EXTRACT TO READ Block Start

Feature

International Women’s Day: 10 Human Rights Pioneers

By Ella Braidwood, Freelance Journalist 8 Mar 2021
Women
Clockwise from top left: Malala Yousafzai, Mary Wollstonecraft, Lady Phyll, Jane Campbell, Doreen Lawrence, Sophia Duleep Singh, Mary Seacole, and Paris Lees.

For International Women’s Day this year (8 March), EachOther looks at the lives of 10 human rights trailblazers in Britain, from past to present. (That’s because we’re a UK-focused publication – globally, there are countless women worthy of mention throughout history, from Greta Thunberg to Rosa Parks.)

International Women’s Day: Doreen Lawrence

Doreen Lawrence in an article on International Women's Day

Doreen Lawrence raised awareness of institutional racism within the police. (Credit: Wikimedia Commons)

EXTRACT TO READ Block End

**QUESTIONS ON THE MATERIAL**
[1] In the International Women's Day feature, list every woman named in the caption that begins "Clockwise from top left".
[2] Duplicate everything in the International Women's Day feature from "By Ella Braidwood, Freelance" down to "(Credit: Wikimedia Commons)".
The items after this text have no connection to it.

RAW DATA Block Start

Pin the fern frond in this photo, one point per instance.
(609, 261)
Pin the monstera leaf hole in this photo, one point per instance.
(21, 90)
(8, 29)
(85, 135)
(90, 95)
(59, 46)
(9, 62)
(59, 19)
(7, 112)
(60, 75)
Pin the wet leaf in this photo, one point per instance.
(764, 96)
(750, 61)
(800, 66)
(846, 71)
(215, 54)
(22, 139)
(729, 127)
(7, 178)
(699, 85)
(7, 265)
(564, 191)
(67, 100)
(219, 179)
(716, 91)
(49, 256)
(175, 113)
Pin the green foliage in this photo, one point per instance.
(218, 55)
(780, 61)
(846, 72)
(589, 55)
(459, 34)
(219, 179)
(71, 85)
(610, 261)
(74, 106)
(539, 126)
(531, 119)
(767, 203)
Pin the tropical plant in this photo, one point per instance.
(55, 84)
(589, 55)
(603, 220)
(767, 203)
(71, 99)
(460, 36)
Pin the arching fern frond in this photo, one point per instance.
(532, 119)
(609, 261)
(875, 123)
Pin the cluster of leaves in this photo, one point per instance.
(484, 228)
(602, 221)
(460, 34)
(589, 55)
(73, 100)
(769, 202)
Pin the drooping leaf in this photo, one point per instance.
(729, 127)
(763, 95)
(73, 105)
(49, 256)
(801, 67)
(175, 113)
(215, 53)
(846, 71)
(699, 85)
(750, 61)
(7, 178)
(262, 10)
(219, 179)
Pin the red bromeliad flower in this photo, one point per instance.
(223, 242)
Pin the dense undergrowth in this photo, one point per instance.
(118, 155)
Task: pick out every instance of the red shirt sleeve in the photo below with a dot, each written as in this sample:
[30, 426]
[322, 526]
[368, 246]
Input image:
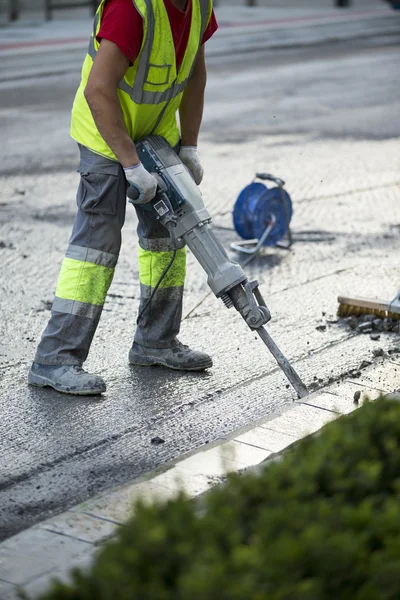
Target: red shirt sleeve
[211, 28]
[122, 25]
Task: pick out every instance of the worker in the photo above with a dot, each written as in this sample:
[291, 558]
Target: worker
[145, 62]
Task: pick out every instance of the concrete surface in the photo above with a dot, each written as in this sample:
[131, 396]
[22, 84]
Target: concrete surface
[49, 550]
[325, 118]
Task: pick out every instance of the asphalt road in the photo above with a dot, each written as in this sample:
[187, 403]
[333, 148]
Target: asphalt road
[326, 119]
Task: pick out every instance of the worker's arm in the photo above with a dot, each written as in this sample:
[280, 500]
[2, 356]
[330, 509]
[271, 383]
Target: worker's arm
[101, 95]
[192, 105]
[109, 68]
[191, 114]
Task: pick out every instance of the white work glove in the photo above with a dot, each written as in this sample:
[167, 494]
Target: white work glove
[143, 181]
[190, 158]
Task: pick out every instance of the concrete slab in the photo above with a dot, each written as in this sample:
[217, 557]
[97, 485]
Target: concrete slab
[118, 506]
[35, 552]
[180, 480]
[80, 526]
[300, 421]
[41, 584]
[230, 457]
[346, 390]
[384, 377]
[268, 439]
[336, 401]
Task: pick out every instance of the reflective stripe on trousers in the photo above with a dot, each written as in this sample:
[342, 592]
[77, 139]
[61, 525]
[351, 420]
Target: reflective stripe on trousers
[88, 267]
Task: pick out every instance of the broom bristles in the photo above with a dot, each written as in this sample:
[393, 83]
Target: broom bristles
[348, 310]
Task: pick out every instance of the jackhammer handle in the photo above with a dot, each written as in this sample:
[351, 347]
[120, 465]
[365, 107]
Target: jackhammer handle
[132, 193]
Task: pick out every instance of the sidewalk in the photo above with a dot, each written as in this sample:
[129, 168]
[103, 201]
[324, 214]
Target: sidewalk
[72, 28]
[51, 549]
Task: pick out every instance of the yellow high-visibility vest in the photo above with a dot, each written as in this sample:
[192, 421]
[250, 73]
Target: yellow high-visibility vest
[151, 91]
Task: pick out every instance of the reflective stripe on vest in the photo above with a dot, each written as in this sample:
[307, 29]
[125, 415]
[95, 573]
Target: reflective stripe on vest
[137, 92]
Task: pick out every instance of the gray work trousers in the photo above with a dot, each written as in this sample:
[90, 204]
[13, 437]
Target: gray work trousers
[89, 263]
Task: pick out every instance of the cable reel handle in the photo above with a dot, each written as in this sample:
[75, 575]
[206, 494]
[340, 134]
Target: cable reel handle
[268, 177]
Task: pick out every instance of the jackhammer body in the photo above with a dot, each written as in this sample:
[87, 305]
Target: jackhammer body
[179, 206]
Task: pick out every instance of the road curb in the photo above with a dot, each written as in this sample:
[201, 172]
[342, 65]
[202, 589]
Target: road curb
[50, 549]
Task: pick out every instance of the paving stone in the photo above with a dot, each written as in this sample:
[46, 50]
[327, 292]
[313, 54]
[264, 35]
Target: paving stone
[7, 590]
[181, 480]
[81, 526]
[384, 377]
[274, 441]
[230, 457]
[34, 552]
[118, 506]
[348, 388]
[41, 584]
[300, 421]
[339, 401]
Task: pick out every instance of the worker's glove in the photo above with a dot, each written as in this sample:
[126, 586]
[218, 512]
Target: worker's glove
[190, 158]
[143, 181]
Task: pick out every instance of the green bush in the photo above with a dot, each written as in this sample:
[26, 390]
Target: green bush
[322, 523]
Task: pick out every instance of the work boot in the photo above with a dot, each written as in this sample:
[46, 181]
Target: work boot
[178, 357]
[68, 379]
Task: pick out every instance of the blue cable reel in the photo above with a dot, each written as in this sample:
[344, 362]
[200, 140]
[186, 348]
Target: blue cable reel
[262, 215]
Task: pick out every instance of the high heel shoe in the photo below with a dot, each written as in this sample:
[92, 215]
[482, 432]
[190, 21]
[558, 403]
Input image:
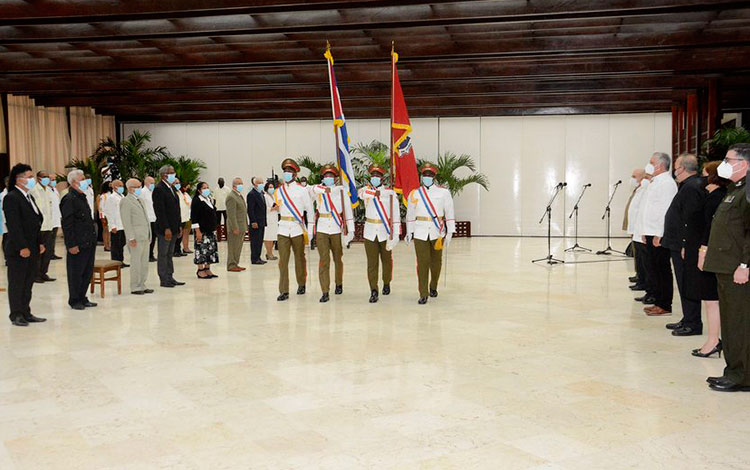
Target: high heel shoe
[717, 349]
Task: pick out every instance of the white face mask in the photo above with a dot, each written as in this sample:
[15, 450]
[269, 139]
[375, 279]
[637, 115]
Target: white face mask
[725, 170]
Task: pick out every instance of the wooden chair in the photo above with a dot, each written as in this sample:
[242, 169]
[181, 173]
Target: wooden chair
[98, 277]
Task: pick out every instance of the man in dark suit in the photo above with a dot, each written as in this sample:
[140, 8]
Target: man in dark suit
[167, 210]
[24, 246]
[256, 213]
[683, 228]
[79, 231]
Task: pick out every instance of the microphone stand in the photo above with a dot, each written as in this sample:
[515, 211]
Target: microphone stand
[607, 213]
[548, 214]
[578, 247]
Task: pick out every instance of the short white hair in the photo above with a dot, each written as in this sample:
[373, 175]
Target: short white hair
[73, 176]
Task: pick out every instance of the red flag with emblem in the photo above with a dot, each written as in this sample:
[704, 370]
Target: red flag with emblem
[404, 174]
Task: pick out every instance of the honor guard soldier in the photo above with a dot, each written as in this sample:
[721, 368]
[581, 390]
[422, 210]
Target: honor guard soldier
[382, 229]
[335, 221]
[728, 255]
[431, 223]
[293, 235]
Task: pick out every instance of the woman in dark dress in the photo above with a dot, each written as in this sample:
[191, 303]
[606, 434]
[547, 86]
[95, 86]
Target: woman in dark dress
[205, 220]
[716, 189]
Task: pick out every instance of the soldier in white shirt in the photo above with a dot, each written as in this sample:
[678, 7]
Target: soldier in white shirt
[146, 196]
[382, 229]
[294, 206]
[111, 211]
[335, 221]
[44, 203]
[656, 200]
[430, 222]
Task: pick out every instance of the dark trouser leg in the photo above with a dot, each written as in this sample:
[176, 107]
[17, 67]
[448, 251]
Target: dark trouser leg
[165, 252]
[735, 328]
[46, 257]
[691, 309]
[256, 243]
[117, 248]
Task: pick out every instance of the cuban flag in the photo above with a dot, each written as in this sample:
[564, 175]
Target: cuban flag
[343, 158]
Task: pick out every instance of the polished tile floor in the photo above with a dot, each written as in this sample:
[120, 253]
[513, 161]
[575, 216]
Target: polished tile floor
[514, 366]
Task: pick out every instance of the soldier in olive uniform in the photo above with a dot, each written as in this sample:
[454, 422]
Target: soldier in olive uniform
[728, 255]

RAW DATA Block End

**ANSWERS BY ITEM**
[1] Malala Yousafzai, Mary Wollstonecraft, Lady Phyll, Jane Campbell, Doreen Lawrence, Sophia Duleep Singh, Mary Seacole, Paris Lees

[2]
By Ella Braidwood, Freelance Journalist 8 Mar 2021
Women
Clockwise from top left: Malala Yousafzai, Mary Wollstonecraft, Lady Phyll, Jane Campbell, Doreen Lawrence, Sophia Duleep Singh, Mary Seacole, and Paris Lees.

For International Women’s Day this year (8 March), EachOther looks at the lives of 10 human rights trailblazers in Britain, from past to present. (That’s because we’re a UK-focused publication – globally, there are countless women worthy of mention throughout history, from Greta Thunberg to Rosa Parks.)

International Women’s Day: Doreen Lawrence

Doreen Lawrence in an article on International Women's Day

Doreen Lawrence raised awareness of institutional racism within the police. (Credit: Wikimedia Commons)